# WHAT TO PRODUCE
Below are the records; repeat them in full, exactly.

(Saved entries)
________________________

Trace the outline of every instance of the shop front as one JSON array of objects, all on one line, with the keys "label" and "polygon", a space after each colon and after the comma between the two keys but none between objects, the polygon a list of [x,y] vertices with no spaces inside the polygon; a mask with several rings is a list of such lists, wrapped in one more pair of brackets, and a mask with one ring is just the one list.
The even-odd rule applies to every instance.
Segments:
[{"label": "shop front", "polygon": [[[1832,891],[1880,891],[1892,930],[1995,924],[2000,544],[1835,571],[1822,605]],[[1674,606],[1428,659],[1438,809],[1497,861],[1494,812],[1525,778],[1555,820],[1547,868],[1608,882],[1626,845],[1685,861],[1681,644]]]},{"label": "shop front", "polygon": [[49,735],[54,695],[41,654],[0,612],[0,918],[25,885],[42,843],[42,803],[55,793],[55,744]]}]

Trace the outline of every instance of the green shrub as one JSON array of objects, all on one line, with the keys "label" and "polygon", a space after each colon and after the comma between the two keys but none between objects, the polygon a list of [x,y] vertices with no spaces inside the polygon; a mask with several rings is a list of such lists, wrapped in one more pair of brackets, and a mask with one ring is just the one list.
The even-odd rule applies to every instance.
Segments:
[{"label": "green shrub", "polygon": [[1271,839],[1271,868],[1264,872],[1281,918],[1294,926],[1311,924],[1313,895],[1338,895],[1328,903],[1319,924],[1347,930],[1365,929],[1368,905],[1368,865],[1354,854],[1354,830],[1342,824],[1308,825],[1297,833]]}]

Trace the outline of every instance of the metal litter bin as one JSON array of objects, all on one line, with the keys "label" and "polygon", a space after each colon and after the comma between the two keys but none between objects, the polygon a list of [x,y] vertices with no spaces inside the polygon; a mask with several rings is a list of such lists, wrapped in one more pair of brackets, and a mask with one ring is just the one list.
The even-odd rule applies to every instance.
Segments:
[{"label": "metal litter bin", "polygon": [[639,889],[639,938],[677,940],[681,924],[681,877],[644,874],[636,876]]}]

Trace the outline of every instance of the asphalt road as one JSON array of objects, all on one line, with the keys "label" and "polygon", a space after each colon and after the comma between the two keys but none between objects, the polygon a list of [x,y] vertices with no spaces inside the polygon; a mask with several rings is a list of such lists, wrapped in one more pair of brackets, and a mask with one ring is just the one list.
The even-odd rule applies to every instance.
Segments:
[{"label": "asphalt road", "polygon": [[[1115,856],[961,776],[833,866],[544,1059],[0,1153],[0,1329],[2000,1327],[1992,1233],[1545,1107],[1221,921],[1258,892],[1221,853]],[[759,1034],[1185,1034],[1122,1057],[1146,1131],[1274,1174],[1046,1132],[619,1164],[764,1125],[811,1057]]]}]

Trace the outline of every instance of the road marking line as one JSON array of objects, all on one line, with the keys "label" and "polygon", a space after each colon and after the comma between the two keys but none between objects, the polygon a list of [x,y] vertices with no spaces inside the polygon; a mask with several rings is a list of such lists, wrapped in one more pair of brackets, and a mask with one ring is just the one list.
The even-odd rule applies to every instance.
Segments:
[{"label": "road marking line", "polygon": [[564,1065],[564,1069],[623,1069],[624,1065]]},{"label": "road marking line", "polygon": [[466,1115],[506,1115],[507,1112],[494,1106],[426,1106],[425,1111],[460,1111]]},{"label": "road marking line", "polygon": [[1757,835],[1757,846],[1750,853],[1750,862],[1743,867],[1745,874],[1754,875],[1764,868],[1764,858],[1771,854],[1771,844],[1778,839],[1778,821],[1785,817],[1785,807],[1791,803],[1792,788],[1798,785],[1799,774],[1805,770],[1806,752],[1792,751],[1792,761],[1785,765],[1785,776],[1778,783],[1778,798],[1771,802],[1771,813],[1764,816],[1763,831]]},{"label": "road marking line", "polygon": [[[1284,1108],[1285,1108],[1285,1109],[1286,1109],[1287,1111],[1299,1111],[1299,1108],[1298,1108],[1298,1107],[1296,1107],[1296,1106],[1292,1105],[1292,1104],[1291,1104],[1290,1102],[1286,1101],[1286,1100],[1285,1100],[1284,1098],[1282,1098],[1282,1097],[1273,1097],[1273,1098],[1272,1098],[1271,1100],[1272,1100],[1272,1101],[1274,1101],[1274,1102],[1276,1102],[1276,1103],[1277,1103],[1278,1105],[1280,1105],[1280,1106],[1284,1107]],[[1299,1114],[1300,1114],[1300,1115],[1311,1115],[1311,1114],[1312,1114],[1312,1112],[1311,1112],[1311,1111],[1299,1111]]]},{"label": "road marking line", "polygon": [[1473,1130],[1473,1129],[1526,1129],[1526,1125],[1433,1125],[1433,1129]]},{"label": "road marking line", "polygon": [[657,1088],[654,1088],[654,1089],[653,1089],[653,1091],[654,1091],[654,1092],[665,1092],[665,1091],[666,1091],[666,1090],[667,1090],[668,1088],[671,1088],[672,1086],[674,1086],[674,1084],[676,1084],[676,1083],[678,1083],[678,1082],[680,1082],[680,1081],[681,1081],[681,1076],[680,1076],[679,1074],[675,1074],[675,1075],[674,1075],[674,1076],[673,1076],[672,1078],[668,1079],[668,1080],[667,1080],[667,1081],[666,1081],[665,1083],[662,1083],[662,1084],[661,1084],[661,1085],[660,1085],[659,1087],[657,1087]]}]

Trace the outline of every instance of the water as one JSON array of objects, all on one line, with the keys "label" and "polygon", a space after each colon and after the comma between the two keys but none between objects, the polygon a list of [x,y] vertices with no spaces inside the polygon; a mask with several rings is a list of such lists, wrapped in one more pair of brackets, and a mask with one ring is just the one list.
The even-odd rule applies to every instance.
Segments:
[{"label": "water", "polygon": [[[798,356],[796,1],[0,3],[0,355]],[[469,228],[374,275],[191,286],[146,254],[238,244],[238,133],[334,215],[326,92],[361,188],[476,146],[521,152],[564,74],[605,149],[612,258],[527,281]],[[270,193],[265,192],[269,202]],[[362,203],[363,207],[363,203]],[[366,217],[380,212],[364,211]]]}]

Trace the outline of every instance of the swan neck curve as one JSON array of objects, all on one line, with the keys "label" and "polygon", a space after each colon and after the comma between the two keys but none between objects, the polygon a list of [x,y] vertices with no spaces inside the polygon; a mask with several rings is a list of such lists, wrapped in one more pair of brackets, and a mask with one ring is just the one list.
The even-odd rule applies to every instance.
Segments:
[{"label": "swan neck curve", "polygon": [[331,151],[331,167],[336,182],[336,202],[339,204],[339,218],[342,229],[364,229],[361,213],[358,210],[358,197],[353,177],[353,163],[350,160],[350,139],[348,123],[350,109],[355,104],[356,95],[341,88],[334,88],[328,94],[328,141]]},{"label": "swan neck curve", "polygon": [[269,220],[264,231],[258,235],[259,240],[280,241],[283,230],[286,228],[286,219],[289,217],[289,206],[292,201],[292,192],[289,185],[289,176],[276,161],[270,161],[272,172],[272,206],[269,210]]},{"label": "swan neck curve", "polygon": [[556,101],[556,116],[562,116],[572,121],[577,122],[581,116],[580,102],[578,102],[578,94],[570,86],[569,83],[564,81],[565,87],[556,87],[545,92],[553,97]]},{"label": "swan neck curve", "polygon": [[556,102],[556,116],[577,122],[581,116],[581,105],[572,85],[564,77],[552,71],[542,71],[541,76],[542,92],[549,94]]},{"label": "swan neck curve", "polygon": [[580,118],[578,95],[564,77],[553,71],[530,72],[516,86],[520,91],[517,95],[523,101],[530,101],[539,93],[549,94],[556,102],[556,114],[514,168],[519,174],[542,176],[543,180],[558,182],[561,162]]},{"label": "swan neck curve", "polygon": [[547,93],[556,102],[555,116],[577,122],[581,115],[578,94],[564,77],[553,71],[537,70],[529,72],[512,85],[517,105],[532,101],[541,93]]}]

________________________

# ANSWER SECTION
Trace the outline of every instance of the shop front as one JSON array of objects, all on one line, with the keys "label" and "polygon", a space after each colon and after the comma between the two keys but none between objects, the polygon a list of [x,y] vertices with no spaces inside the polygon; a mask with several rings is a list of such lists, wrapped in one more pair of brackets, and a mask with one ring is just the one list.
The even-odd rule applies to every instance.
Segments:
[{"label": "shop front", "polygon": [[[1832,891],[1880,891],[1892,930],[1995,924],[2000,544],[1835,571],[1822,605]],[[1674,606],[1428,659],[1438,809],[1497,861],[1494,812],[1525,778],[1555,820],[1547,868],[1608,882],[1626,845],[1685,861],[1681,644]]]},{"label": "shop front", "polygon": [[49,735],[54,695],[41,654],[0,612],[0,918],[25,885],[42,843],[42,803],[55,793],[55,744]]}]

Trace the outline of every instance of the green shrub as one JSON array of objects, all on one line, with the keys "label" and "polygon", a space after each colon and after the comma between the two keys but none between objects, the polygon a list of [x,y] vertices with no spaces inside the polygon; a mask with several rings is a list of such lists, wrapped in one more pair of brackets, and a mask with one ring is just the one list.
The even-odd rule applies to every instance.
Segments:
[{"label": "green shrub", "polygon": [[1271,839],[1271,868],[1264,872],[1281,918],[1294,926],[1311,924],[1313,895],[1338,895],[1328,903],[1319,924],[1347,930],[1365,929],[1368,905],[1368,865],[1354,854],[1354,830],[1342,824],[1308,825],[1297,833]]}]

Trace the outline of every instance of the metal litter bin as one JSON array of objects, all on one line, with the keys "label" and "polygon", a space after each colon and after the comma between the two keys but none between objects, the polygon a list of [x,y] vertices with no spaces inside the polygon; a mask with several rings is a list of such lists, wrapped in one more pair of brackets, and a mask with one ring is just the one list.
The even-odd rule applies to every instance.
Segments:
[{"label": "metal litter bin", "polygon": [[639,889],[639,938],[677,940],[681,924],[681,877],[644,874],[636,876]]}]

Trace the outline of every instance of the asphalt road as one JSON array of objects, all on one line, with the keys "label" and "polygon", a space after each colon and after the comma between the two keys but none between objects, the polygon a list of [x,y] vertices with no spaces inside the polygon; a mask with several rings is a list of such lists, wrapped in one more pair of brackets, and a mask with one ring is just the one list.
The even-odd rule applies to every instance.
Segments:
[{"label": "asphalt road", "polygon": [[[1115,856],[961,776],[833,866],[544,1059],[0,1153],[0,1329],[2000,1327],[1992,1233],[1545,1107],[1221,921],[1258,892],[1221,853]],[[759,1034],[1185,1034],[1122,1057],[1146,1131],[1274,1174],[1046,1132],[619,1164],[764,1125],[811,1057]]]}]

Trace the outline of every instance of the road marking line as one JSON array of objects, all on one line, with the keys "label" and "polygon", a space after each colon and after the comma between the two keys but none between objects, the polygon a list of [x,y] vertices with no spaces inside the polygon; a mask with several rings is a list of such lists, wrapped in one more pair of brackets, and a mask with one ring is just the one list.
The even-odd rule applies to every instance.
Segments:
[{"label": "road marking line", "polygon": [[564,1065],[564,1069],[623,1069],[624,1065]]},{"label": "road marking line", "polygon": [[466,1115],[506,1115],[507,1112],[494,1106],[426,1106],[425,1111],[460,1111]]},{"label": "road marking line", "polygon": [[1757,835],[1757,846],[1750,853],[1750,862],[1743,867],[1745,874],[1754,875],[1764,868],[1764,858],[1771,854],[1771,844],[1778,839],[1778,821],[1785,817],[1785,807],[1791,803],[1792,788],[1798,785],[1799,774],[1805,770],[1806,752],[1792,751],[1792,761],[1785,765],[1785,776],[1778,783],[1778,798],[1771,802],[1771,813],[1764,816],[1763,831]]},{"label": "road marking line", "polygon": [[[1284,1108],[1285,1108],[1285,1109],[1286,1109],[1287,1111],[1299,1111],[1299,1108],[1298,1108],[1298,1107],[1296,1107],[1296,1106],[1292,1105],[1292,1104],[1291,1104],[1290,1102],[1286,1101],[1286,1100],[1285,1100],[1284,1098],[1282,1098],[1282,1097],[1273,1097],[1273,1098],[1272,1098],[1271,1100],[1272,1100],[1272,1101],[1274,1101],[1274,1102],[1276,1102],[1276,1103],[1277,1103],[1278,1105],[1280,1105],[1280,1106],[1284,1107]],[[1299,1114],[1300,1114],[1300,1115],[1311,1115],[1311,1114],[1312,1114],[1312,1112],[1311,1112],[1311,1111],[1299,1111]]]},{"label": "road marking line", "polygon": [[1473,1130],[1473,1129],[1526,1129],[1526,1125],[1433,1125],[1433,1129]]},{"label": "road marking line", "polygon": [[657,1088],[654,1088],[654,1089],[653,1089],[653,1091],[654,1091],[654,1092],[665,1092],[665,1091],[666,1091],[666,1090],[667,1090],[668,1088],[671,1088],[672,1086],[674,1086],[674,1084],[676,1084],[676,1083],[678,1083],[678,1082],[680,1082],[680,1081],[681,1081],[681,1076],[680,1076],[679,1074],[675,1074],[675,1075],[674,1075],[674,1076],[673,1076],[672,1078],[668,1079],[668,1080],[667,1080],[667,1081],[666,1081],[665,1083],[662,1083],[662,1084],[661,1084],[661,1085],[660,1085],[659,1087],[657,1087]]}]

Trace the outline of every instance of the water as one JSON array of objects, all on one line, with the keys "label" and "polygon", a space after each colon and after the comma between the two keys but none between objects, the polygon a list of [x,y] vertices with no spaces inside the polygon; a mask with several rings is a list of such lists, wrapped in one more pair of brackets, and a mask with one ring is just the one list.
The even-odd rule applies to every instance.
Segments:
[{"label": "water", "polygon": [[[798,356],[796,1],[0,3],[0,355]],[[469,228],[374,275],[191,286],[146,254],[238,244],[238,133],[334,215],[326,92],[361,188],[476,146],[521,152],[564,74],[605,149],[612,258],[527,281]],[[270,193],[265,192],[269,202]],[[362,203],[363,207],[363,203]],[[366,217],[380,212],[364,211]]]}]

Trace the outline of every instance of the swan neck curve as one JSON array of objects, all on one line, with the keys "label" and "polygon", a space after each colon and after the comma between the two keys but none between objects, the polygon a list of [x,y] vertices with no spaces inside the polygon; a mask with several rings is a list of such lists, wrapped in one more pair of brackets, and a mask with one ring is just the one list.
The even-odd rule applies to every instance.
Segments:
[{"label": "swan neck curve", "polygon": [[331,151],[331,167],[336,182],[336,202],[339,204],[339,218],[342,229],[364,229],[361,213],[358,210],[358,197],[353,177],[353,163],[350,160],[350,139],[348,123],[350,109],[355,104],[356,95],[341,88],[334,88],[328,94],[328,141]]},{"label": "swan neck curve", "polygon": [[269,220],[264,231],[258,235],[259,240],[280,241],[283,230],[286,228],[286,219],[289,217],[289,206],[292,201],[292,192],[289,185],[289,176],[276,161],[270,161],[272,172],[272,206],[269,210]]},{"label": "swan neck curve", "polygon": [[556,101],[556,116],[562,116],[572,121],[577,122],[581,116],[580,102],[578,102],[578,94],[570,86],[569,83],[564,81],[565,87],[556,87],[545,92],[553,97]]},{"label": "swan neck curve", "polygon": [[556,102],[556,116],[577,122],[581,116],[581,105],[572,85],[564,77],[552,71],[542,71],[541,76],[542,92],[549,94]]},{"label": "swan neck curve", "polygon": [[580,118],[578,95],[564,77],[553,71],[530,72],[516,86],[520,91],[517,95],[523,101],[530,101],[539,93],[549,94],[556,102],[556,114],[514,168],[519,174],[542,176],[543,180],[558,182],[561,162]]},{"label": "swan neck curve", "polygon": [[547,93],[556,102],[555,116],[577,122],[581,115],[578,94],[564,77],[553,71],[537,70],[529,72],[512,85],[517,105],[532,101],[541,93]]}]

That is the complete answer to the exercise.